Task to complete: Reproduce verbatim the portion of the ignition interlock passage between "See the following statutes" and "of alcohol offenses.", inclusive.

Excerpt:
+ + + + + + +

This Restricted Driver's License requires both the IID and SR-22 Insurance. In addition to mandatory impositions of IIDs upon DUI convictions, if you are charged with a subsequent DUI and/or Physical Control offense and it is reduced/amended to Reckless Driving or Negligent Driving in the First Degree, you will be required to operate a motor vehicle only with a functioning ignition interlock device for an additional 6 months.  A person convicted of DUI or Physical Control must also have an IID for an additional 6 months if they had a passenger under the age of 16 with them.

See the following statutes and codes for further information regarding IIDs.

RCW 46.04.215 Ignition interlock device.
RCW 46.20.720 Drivers convicted of alcohol offenses.
RCW 46.20.740 Notation on driving record — Verification of interlock — Penalty.

+ + + + + + +

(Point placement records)
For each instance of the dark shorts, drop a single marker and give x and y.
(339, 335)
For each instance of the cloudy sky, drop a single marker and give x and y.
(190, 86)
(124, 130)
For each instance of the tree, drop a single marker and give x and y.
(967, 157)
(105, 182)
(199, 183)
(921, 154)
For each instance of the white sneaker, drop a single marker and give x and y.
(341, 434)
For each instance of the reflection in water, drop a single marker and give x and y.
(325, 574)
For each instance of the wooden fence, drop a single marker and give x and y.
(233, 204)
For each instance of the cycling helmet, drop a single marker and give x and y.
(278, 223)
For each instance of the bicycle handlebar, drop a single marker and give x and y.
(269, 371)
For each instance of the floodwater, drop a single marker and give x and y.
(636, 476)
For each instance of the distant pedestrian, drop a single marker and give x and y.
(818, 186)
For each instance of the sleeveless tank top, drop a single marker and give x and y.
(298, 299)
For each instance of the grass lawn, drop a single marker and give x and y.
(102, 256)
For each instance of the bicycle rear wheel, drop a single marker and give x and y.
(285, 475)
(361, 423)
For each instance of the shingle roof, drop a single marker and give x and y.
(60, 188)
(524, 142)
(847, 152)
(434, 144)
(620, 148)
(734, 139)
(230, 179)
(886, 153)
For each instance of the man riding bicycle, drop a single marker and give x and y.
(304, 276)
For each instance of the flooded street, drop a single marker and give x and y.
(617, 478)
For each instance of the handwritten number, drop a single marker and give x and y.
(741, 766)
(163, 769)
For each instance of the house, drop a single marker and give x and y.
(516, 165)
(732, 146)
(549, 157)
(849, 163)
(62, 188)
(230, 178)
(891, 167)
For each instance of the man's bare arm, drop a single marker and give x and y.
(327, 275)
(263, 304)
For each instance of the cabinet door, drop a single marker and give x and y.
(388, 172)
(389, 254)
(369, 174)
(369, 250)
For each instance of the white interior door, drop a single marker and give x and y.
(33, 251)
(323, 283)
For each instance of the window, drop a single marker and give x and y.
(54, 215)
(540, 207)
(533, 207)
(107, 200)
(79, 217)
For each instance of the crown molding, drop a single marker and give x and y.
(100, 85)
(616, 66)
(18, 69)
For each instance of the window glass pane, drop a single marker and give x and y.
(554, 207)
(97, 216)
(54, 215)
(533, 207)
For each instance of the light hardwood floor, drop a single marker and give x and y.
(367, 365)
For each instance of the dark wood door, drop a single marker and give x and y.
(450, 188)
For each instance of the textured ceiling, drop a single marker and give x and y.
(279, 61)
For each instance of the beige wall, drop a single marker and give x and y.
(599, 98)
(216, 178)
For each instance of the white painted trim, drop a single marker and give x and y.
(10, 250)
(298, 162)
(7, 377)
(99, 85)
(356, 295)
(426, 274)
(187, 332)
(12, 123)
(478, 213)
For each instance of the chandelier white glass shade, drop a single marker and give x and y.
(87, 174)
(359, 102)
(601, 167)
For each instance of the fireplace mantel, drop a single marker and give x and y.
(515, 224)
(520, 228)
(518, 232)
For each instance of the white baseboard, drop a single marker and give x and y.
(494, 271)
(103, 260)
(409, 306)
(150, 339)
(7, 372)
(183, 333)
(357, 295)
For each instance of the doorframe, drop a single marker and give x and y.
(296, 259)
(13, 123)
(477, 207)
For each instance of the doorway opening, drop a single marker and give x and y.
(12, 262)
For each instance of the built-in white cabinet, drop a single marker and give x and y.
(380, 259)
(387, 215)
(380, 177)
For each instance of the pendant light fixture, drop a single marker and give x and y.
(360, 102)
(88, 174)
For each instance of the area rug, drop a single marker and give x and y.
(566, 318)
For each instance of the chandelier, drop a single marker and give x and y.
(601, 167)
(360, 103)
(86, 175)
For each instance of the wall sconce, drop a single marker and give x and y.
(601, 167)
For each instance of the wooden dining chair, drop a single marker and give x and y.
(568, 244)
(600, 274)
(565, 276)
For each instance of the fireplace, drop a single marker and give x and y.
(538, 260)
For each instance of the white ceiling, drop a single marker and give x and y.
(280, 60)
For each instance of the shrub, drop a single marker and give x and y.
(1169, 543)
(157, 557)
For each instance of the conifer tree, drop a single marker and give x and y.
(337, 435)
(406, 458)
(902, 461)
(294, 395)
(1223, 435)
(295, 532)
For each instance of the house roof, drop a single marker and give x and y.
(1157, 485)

+ + + + + + +

Task solution:
See the following statutes and codes for further information regarding IIDs.

RCW 46.04.215 Ignition interlock device.
RCW 46.20.720 Drivers convicted of alcohol offenses.